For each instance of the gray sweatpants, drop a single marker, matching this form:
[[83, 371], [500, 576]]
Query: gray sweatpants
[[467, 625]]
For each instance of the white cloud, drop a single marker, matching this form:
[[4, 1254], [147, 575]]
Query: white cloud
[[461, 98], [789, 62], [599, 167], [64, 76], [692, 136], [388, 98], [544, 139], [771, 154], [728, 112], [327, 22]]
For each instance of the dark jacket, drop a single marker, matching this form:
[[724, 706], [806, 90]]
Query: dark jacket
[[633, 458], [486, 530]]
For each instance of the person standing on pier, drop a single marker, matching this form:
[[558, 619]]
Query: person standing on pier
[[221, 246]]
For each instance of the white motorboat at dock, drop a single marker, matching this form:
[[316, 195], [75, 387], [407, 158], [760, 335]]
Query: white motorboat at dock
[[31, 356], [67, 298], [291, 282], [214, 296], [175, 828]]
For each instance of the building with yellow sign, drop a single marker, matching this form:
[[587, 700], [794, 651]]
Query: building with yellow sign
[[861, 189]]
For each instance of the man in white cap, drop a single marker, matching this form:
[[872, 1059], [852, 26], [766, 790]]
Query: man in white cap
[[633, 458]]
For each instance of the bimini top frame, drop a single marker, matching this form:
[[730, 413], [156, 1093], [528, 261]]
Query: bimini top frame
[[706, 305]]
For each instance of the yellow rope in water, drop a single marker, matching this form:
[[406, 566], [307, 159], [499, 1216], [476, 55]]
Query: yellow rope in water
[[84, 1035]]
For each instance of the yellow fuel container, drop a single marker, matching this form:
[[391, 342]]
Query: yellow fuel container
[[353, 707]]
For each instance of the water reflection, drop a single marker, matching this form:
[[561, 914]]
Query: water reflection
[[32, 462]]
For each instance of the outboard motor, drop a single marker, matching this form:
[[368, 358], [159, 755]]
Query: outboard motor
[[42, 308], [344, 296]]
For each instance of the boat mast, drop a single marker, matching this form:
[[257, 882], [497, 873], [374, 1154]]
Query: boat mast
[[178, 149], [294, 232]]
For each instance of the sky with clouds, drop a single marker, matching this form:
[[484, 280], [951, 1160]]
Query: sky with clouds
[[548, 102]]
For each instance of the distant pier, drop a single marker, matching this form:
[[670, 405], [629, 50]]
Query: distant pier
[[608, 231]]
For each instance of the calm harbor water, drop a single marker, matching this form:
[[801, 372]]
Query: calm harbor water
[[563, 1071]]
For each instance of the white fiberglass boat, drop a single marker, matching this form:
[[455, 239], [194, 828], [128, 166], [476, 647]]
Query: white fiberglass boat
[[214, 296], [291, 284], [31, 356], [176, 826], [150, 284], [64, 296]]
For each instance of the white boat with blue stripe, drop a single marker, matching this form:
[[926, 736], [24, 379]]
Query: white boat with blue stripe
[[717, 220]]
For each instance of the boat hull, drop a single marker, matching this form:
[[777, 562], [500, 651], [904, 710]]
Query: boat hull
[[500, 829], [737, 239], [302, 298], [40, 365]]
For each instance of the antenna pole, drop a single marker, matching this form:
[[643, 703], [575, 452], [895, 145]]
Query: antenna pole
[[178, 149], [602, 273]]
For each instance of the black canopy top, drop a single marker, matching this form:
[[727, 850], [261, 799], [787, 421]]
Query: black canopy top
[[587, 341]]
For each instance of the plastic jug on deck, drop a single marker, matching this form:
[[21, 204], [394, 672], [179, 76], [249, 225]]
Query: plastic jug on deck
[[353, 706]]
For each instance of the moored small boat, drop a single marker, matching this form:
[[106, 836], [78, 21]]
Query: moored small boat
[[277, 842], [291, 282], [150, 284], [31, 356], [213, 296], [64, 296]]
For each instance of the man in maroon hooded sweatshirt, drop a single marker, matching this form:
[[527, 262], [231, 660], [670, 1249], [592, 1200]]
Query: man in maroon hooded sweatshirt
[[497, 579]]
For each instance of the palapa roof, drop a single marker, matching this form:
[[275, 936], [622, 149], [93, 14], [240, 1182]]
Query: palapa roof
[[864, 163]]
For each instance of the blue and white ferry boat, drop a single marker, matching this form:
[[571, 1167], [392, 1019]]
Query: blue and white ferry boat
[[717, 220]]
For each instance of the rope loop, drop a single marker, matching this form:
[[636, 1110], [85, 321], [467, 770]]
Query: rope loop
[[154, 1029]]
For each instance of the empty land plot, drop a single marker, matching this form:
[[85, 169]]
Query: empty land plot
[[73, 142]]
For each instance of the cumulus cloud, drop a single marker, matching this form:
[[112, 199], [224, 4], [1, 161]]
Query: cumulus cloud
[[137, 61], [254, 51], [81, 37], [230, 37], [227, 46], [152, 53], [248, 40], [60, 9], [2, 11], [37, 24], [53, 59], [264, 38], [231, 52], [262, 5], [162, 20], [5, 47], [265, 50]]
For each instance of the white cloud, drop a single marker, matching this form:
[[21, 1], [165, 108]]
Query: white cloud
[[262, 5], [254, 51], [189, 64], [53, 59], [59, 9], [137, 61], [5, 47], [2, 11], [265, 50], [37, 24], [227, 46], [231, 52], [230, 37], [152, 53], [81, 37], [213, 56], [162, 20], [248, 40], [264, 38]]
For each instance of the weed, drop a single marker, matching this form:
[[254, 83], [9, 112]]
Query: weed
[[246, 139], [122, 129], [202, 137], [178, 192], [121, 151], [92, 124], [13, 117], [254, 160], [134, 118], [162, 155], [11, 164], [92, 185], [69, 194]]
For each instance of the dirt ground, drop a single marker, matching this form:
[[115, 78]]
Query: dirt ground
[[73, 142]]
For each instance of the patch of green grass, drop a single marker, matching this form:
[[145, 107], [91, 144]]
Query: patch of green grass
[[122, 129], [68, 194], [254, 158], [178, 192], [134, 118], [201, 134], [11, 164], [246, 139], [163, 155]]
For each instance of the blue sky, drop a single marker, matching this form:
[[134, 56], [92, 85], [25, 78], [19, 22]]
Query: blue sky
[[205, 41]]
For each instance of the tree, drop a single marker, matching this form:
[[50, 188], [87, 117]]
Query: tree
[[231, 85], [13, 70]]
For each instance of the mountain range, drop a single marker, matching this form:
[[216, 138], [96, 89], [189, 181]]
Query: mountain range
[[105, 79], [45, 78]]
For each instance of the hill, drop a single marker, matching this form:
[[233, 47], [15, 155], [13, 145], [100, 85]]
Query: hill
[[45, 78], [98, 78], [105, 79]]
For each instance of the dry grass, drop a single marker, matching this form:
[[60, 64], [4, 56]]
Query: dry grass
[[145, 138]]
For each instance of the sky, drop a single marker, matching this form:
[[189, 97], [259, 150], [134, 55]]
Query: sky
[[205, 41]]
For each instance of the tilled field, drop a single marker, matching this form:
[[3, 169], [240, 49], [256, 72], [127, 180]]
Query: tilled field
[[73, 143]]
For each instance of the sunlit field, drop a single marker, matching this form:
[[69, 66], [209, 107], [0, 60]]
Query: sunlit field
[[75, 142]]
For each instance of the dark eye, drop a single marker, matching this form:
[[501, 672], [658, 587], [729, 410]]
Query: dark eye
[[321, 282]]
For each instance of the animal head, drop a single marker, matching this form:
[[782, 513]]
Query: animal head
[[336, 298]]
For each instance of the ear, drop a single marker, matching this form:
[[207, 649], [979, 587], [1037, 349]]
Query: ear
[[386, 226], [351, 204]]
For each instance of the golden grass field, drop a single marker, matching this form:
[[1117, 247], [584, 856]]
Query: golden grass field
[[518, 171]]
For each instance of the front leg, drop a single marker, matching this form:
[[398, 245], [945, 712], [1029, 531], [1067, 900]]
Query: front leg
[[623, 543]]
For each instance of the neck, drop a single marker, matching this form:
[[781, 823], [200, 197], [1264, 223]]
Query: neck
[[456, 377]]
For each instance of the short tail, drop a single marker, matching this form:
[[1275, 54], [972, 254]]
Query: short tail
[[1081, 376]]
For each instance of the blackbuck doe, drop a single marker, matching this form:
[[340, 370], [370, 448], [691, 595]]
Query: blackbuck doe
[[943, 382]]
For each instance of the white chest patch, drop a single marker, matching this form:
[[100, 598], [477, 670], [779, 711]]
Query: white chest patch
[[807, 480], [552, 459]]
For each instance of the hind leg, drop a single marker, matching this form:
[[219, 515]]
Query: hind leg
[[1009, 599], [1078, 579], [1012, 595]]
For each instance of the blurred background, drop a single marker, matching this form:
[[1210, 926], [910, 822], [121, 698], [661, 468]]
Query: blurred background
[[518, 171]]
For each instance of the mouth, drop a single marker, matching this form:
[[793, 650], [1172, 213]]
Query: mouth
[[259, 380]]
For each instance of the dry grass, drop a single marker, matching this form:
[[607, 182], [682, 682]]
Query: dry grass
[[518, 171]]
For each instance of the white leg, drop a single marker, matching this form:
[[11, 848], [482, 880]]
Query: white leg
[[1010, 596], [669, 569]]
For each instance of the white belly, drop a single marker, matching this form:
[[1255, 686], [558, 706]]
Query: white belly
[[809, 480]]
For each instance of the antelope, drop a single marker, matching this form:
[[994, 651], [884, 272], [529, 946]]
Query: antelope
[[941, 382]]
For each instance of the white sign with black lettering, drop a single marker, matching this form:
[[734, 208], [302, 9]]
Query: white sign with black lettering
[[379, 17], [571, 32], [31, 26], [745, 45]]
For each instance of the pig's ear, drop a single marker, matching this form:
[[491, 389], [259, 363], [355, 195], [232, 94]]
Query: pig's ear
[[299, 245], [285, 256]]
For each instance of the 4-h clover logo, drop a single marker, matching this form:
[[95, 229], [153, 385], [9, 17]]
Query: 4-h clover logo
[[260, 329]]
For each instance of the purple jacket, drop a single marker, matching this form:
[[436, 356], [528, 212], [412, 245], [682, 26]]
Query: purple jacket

**The problem**
Among the entries above, copy exactly only the lines starting with the one containing "Query: man in maroon hooded sweatshirt" and going through the one containing "[[571, 1167], [392, 1019]]", both ends included.

**Task answer**
Query: man in maroon hooded sweatshirt
[[497, 579]]
For each instance of the palapa roof, drop a single marker, matching this form:
[[275, 936], [622, 149], [93, 14], [240, 1182]]
Query: palapa roof
[[864, 163]]
For each instance of the blue and white ferry boat, drop a single marker, matching this form:
[[571, 1167], [392, 1019]]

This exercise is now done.